What the exercise asks -> Using the article below on Bloor subway vibrations, answer yes or no to whether each statement agrees with it, and quote the deciding words: 1. Thomson moved into her house seven years ago. 2. Thomson's in-laws also had a problem with shaking when they lived in the home. 3. The TTC acknowledged the problem within a month of the first complaints.

Bloor West residents complain of worsening subway vibrations

Imagine sitting down to dinner and being interrupted every two to three minutes by a constant rattling and shaking from nearby subway tracks.

This is a problem Julie Thomson and several other residents who live along the Bloor subway line face and they say the increasing vibrations and noise from trains is disrupting their lives.

“When the subway goes by the dishes start rattling, the windows start rattling, my front door rattles, the ground shakes, the wall shakes,” she said, “and it’s particularly bad during both rush hours, morning and evening.”

“It’s insane around here.”

Thomson and her family live four doors up from Keele subway station. She moved into the house seven years ago and said the shaking has gotten increasingly worse over the past few years. She only noticed the odd rumble when she first moved in.

Thomson’s mother and father-in-law lived in the home for 30 years before her and they didn’t experience a problem with shaking, she said. About 70 other residents along the subway line between Keele and Old Mill stations have reported the vibrations have grown increasingly worse over the past few years.

She said her father-in-law has Alzheimer’s disease and because he is noise sensitive, he can no longer visit the home.

Thomson and fellow neighbours began lodging complaints with the TTC about two years ago, and said it took a year for the commission to even acknowledge the problem.

“The TTC intrudes my house all the time … I can’t lock a door, lock a window to make it go away, it’s infiltrated my home,” she said.

Provided records ->
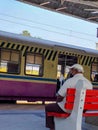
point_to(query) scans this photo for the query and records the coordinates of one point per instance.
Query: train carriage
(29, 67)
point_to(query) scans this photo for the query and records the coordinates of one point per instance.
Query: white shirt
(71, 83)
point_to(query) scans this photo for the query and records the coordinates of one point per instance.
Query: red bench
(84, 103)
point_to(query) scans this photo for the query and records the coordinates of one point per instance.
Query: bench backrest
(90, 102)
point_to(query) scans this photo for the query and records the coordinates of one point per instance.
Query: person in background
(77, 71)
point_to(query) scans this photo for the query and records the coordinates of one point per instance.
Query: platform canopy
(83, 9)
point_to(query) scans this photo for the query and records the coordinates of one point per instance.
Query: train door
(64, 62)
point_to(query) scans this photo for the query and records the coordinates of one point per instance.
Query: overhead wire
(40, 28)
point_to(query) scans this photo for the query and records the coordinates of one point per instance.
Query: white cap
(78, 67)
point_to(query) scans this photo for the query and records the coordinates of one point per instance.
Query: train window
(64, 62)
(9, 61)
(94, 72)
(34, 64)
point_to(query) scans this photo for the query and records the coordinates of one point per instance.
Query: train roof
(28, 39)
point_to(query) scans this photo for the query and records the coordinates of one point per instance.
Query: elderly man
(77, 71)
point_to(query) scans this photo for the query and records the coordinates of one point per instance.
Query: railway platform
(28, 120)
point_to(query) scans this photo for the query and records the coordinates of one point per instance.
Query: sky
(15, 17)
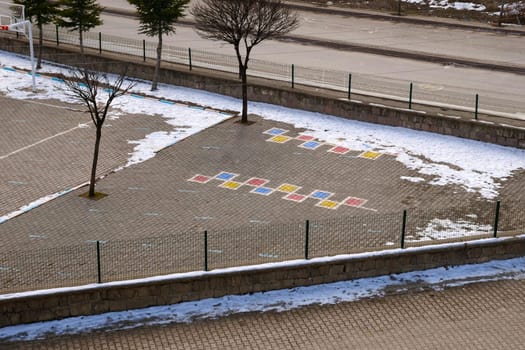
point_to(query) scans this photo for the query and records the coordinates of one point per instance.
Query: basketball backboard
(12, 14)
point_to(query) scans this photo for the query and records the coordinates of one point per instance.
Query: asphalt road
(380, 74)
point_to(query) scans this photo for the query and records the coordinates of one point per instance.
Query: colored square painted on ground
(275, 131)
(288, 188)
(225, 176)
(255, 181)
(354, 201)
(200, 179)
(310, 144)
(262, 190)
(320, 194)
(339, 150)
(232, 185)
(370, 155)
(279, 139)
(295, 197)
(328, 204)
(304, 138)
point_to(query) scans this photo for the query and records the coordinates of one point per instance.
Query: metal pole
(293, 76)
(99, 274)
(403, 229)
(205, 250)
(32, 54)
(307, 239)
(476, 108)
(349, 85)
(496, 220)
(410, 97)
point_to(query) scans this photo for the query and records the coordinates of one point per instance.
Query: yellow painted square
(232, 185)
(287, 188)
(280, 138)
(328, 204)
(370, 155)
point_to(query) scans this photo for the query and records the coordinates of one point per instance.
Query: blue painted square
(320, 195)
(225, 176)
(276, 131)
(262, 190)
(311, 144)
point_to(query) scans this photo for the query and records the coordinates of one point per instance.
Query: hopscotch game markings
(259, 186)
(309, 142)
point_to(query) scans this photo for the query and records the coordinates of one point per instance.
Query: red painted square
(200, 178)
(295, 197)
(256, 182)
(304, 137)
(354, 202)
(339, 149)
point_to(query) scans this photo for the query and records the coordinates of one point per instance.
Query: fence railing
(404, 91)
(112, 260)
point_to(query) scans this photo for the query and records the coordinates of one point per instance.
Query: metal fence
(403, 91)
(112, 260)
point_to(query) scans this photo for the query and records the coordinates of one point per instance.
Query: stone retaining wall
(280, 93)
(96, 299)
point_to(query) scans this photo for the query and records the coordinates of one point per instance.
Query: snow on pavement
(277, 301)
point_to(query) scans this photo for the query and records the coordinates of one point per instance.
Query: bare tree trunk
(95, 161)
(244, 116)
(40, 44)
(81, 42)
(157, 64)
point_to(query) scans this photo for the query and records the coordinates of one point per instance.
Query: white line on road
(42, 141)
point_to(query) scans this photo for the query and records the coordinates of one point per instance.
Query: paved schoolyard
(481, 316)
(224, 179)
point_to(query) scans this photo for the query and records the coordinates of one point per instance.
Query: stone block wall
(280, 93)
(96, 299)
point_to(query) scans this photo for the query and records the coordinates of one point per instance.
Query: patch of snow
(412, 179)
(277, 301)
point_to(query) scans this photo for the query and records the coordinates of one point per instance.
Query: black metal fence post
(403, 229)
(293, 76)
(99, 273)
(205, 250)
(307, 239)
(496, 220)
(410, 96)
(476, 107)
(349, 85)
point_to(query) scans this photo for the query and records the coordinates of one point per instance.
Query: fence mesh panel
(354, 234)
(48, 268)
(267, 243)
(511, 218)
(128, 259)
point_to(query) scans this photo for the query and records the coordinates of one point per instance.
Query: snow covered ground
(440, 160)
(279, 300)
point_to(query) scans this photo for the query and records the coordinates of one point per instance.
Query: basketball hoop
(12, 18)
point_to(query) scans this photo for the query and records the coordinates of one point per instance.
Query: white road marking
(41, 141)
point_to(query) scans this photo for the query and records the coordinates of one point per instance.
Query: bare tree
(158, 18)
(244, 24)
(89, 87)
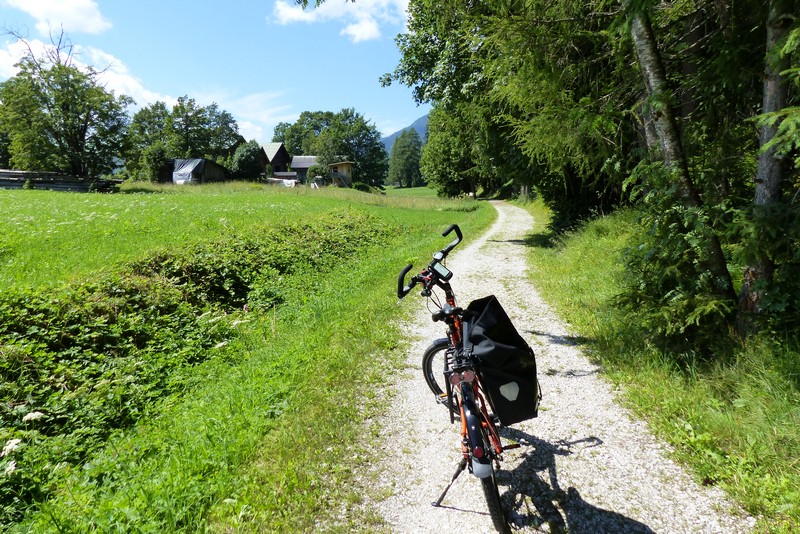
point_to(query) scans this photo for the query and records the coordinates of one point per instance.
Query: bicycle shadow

Result for this exercise ->
1. Yes: "She moved into the house seven years ago"
2. No: "they didn’t experience a problem with shaking"
3. No: "it took a year for the commission to even acknowledge the problem"